▶ Solicitação de tarefa: Escreva a continuação da resenha sobre o romance Marcas de Nascença, de Arnon Grunberg, começando logo após a última frase apresentada.

▶ Seção do documento:
****************************************
Marcas de Nascença, de Arnon Grunberg
O escritor holandês, Arnon Grunberg, vem sendo publicado por aqui desde os começo dos 2000 (em 2003, a Globo publicou seu primeiro romance Amsterdam Blues, e; em 2005, Dor Fantasma), ganhou repercussão com o lançamento de Tirza (pela Rádio Londres, em 2016, que também publicou no mesmo ano o O homem sem doença). Jornalista, apresentador, radicado em Nova York, além de romances escreve ensaios, roteiros, peças e textos para jornais e revistas (como os que publicou por aqui na Piauí). Seus livros já foram traduzidos para diversos idiomas, incluindo Foi traduzido para o inglês, alemão, dinamarquês, italiano, francês, espanhol, sueco, japonês. Marcas de Nascença é seu 16º romance, e seu lançamento mais recente por aqui (pela Rádio Londres, em 2019).
O romance nos apresenta a Kadoke, um psiquiatra, e nada além disso. Não é branco, no máximo, disfarçado de branco. Não é judeu, apenas de origem judaica (os pais é que são sobreviventes dos campos de concentração). Não se permite ser nada além de uma função, o que a profissão o define. Ele trabalha num espécie de SAMU psiquiátrico, e não deve se envolver emocionalmente com os pacientes com tendências suicidas atendidos pelo serviço de emergência psiquiátrico. Porém, não vê mal algum em assediar as médicas residentes. E extravasa suas emoções conflituosas com cigarros, emulando alguma sensação de controle. Após assediar sexualmente a cuidadora de sua mãe, um imigrante ilegal nepalesa, vê-se obrigado à casa materna para cuidar da mãe idosa.
Na relação, o amor é expresso em xingamentos e no esforço contínuo para não morrer. A mãe diz que o filho é um fraco, sempre foi, e precisa que ela viva para não desandar. Essa relação de dependência confunde os papéis de quem cuida de quem. As fragilidades físicas e emocionais encontram suas respectivas muletas e tudo se mantém disfarçadamente numa aparência de ordem e normalidade.
****************************************
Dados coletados

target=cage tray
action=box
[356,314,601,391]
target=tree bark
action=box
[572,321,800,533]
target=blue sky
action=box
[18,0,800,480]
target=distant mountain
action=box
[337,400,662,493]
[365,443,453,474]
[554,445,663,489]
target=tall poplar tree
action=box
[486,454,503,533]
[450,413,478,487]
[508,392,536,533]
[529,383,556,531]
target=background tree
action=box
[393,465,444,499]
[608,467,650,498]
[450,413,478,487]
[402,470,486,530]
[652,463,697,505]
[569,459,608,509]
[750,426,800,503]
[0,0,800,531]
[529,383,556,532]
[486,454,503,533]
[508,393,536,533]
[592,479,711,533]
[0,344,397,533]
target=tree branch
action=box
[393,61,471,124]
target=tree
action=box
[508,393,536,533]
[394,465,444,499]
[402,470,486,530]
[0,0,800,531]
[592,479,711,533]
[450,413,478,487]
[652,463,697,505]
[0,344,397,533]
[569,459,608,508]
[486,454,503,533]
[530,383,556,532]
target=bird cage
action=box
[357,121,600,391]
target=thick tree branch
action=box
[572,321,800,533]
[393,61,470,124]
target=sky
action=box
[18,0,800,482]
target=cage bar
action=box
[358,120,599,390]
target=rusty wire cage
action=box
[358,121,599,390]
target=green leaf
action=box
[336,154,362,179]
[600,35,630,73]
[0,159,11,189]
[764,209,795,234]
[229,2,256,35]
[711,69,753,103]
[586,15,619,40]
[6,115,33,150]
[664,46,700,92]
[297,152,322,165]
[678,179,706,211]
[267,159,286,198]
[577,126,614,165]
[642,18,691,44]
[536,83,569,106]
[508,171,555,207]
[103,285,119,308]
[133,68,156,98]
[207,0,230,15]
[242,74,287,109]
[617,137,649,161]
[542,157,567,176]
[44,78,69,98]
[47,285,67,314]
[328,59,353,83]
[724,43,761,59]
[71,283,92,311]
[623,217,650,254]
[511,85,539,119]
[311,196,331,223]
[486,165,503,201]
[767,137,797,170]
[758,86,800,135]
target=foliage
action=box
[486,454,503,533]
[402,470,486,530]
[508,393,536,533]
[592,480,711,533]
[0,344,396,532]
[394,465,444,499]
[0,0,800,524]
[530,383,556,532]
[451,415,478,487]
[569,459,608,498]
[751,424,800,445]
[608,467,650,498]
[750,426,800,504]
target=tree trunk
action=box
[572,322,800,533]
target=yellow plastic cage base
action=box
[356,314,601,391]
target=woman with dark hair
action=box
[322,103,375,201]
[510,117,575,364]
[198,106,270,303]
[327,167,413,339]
****************************************
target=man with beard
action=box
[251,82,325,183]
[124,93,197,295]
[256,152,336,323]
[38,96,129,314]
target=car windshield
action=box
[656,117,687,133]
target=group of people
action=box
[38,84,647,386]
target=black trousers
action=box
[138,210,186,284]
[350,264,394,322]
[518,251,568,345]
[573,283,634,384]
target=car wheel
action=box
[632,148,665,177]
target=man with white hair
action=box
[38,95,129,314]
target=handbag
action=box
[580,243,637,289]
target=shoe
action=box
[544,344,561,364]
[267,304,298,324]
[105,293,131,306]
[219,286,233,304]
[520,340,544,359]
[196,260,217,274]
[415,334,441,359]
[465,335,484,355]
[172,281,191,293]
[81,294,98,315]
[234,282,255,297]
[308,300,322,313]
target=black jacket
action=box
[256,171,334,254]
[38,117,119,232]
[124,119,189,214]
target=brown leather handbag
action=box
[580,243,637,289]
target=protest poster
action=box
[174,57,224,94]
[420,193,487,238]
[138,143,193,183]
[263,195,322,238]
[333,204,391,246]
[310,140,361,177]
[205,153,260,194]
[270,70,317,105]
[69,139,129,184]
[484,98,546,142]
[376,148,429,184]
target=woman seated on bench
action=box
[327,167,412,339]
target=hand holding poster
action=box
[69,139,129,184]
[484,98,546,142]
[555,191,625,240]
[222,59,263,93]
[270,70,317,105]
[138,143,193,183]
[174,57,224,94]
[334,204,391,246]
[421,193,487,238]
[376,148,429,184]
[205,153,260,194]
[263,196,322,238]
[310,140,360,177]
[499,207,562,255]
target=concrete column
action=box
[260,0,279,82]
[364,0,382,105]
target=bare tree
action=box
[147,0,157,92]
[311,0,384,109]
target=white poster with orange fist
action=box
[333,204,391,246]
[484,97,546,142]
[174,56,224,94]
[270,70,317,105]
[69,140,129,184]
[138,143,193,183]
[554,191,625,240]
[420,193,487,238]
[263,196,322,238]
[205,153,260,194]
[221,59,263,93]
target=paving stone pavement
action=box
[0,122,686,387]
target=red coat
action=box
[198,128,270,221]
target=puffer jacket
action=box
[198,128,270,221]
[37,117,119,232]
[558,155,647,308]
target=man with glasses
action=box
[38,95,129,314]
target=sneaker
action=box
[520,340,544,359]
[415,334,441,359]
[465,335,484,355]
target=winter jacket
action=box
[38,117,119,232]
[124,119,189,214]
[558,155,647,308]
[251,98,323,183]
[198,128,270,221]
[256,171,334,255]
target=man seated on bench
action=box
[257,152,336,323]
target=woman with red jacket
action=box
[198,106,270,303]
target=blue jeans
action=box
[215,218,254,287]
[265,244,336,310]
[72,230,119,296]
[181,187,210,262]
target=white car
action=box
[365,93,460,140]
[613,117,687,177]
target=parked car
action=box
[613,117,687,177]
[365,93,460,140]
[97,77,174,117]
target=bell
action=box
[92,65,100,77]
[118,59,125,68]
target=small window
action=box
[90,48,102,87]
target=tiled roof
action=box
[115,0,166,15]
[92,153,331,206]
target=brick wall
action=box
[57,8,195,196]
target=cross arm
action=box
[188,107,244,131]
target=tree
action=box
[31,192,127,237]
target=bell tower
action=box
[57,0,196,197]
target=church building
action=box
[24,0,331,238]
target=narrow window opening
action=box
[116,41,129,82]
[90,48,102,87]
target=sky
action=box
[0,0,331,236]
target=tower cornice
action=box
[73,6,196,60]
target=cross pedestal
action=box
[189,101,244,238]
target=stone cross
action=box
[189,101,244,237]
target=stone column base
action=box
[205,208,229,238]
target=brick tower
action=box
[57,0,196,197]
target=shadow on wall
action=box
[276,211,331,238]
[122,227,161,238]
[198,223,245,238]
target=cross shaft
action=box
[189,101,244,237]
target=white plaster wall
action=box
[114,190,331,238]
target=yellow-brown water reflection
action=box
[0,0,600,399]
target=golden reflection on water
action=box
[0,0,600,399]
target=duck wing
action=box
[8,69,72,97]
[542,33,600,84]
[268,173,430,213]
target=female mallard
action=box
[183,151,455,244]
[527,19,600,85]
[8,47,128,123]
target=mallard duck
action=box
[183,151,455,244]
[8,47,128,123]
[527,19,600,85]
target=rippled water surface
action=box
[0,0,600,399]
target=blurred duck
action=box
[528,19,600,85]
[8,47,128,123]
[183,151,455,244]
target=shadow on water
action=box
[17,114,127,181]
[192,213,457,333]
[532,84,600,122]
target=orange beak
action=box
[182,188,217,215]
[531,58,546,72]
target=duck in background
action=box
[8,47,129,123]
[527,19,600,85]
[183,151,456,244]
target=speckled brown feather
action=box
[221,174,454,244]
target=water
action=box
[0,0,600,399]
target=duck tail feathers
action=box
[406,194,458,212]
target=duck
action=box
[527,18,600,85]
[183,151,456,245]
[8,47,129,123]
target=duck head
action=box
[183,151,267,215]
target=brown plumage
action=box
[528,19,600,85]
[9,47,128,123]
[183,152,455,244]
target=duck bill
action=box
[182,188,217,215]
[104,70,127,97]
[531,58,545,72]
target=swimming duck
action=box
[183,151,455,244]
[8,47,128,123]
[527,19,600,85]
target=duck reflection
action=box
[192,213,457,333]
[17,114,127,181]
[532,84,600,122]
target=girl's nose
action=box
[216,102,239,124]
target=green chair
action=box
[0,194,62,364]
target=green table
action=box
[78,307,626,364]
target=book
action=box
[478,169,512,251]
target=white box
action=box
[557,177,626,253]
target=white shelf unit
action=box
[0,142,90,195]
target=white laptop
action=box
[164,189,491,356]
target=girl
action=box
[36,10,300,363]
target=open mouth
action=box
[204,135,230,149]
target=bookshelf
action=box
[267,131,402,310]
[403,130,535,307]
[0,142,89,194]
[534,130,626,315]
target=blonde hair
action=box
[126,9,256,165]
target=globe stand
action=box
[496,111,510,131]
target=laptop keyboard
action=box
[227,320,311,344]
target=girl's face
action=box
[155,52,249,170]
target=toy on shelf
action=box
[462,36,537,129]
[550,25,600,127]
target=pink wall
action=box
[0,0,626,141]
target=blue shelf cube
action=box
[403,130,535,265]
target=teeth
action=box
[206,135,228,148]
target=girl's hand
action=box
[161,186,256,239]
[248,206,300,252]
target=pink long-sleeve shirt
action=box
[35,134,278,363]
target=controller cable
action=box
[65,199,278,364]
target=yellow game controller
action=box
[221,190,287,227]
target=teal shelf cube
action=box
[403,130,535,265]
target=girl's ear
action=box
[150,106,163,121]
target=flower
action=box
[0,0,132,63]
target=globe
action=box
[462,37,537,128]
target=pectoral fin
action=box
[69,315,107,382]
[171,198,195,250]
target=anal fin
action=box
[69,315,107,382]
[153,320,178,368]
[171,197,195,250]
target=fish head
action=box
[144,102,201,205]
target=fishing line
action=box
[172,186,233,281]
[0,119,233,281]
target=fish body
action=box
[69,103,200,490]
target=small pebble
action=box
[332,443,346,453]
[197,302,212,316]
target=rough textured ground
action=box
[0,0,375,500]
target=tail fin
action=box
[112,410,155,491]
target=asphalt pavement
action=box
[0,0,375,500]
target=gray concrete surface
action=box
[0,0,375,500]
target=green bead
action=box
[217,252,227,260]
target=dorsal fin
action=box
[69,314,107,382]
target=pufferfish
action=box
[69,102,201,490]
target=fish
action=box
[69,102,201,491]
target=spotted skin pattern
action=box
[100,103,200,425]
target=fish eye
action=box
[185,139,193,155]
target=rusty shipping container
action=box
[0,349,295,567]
****************************************
▶ Resposta do exercício:
O magnetismo de suas personagens e habilidade de confundir e subverter as expectativas postas no romance são características pontuais do autor. Mas em Marcas de Nascença isso aparece de forma ainda mais apurada. Quando se acredita ser uma história sobre algo se descobre se tratar de algo completamente diverso. Grunberg faz parecer fácil a construção de dramas intensos e de personagens densos carregados de tensões, conflitos, defeitos e qualidades.
Não canso de elogiar os diálogos. Todos bem elaborados, ágeis, capazes de revelar o bom e o ruim de suas personagens, evidenciar características, ideias, fragilidades, sem recurso ao ordinário, tampouco sem apelar ao chocante e/ou extraordinário. Há uma cadência que não emula, mas reproduz de forma fidedigna a vida cotidiana. E os detalhes, por vezes pequenos e imperceptíveis, são utilizados para dar dimensão e profundidade a conflitos existenciais, sofrimento mental e carências afetivas. Qualquer aceno já se mostra como uma forma gentil ou agressiva de amor.
Marcas de Nascença surpreende pela capacidade de subverter expectativas, mudar de direção, e assombra pelo domínio da técnica (que desaparece na forma), tanto no que diz respeito ao desenvolvimento do enredo, construção de personagens e, sobretudo, na composição dos diálogos.
Grunberg é mesmo um daqueles escritores para se ler com atenção redobrada.